**Brief**
Filter these entries down to the lines that hold the word "prairie", and show each of them.

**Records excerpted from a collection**
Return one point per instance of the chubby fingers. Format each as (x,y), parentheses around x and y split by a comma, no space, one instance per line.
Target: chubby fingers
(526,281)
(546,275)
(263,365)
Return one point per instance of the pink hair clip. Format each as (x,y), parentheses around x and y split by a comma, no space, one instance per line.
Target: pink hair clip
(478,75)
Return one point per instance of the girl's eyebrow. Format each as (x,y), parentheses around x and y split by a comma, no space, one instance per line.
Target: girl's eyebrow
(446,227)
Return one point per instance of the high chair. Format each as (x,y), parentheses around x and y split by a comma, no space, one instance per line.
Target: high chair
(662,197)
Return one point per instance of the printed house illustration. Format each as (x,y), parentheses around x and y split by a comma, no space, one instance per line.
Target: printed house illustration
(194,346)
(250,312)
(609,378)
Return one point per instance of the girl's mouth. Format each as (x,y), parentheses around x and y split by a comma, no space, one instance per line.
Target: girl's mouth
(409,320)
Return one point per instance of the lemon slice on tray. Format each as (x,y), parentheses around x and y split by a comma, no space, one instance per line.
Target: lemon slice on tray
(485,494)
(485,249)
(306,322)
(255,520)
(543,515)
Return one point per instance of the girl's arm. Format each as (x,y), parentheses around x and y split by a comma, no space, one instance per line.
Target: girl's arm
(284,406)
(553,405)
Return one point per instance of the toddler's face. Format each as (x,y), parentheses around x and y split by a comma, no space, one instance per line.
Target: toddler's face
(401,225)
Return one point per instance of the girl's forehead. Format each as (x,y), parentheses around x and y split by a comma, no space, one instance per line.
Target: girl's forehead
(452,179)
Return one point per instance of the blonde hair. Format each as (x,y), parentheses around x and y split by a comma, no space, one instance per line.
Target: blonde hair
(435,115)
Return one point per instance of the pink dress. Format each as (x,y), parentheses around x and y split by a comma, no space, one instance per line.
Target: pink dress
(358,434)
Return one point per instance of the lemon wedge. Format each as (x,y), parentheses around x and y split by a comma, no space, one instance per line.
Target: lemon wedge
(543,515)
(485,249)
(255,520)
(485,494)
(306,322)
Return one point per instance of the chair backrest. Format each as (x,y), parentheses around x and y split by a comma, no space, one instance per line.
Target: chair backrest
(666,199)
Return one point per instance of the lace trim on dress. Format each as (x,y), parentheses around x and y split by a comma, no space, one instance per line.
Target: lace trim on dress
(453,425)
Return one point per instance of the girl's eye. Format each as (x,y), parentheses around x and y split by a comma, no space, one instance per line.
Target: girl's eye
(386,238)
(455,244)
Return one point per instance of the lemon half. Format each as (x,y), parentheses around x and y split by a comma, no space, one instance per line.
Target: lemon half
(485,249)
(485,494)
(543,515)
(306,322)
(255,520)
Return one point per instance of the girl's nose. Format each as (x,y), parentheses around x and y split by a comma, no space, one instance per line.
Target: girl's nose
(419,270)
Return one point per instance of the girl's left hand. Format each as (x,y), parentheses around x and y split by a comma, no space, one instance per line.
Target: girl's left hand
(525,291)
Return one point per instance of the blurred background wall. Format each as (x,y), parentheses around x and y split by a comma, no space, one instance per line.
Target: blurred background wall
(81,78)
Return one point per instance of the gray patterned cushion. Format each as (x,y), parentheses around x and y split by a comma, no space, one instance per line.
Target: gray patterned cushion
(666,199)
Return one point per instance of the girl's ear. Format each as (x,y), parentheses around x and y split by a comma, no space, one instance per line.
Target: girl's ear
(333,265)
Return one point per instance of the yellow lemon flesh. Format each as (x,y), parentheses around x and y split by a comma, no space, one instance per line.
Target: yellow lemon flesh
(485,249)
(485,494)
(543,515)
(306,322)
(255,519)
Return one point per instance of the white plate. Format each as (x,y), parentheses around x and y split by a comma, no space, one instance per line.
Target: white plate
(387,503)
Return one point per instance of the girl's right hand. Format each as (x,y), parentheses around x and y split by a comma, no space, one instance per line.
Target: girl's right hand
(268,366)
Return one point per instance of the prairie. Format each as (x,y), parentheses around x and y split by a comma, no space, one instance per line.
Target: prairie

**Task solution**
Return one point per instance of the prairie. Format each as (x,y), parentheses around x and y split by a comma, no space, one instance per line.
Target: prairie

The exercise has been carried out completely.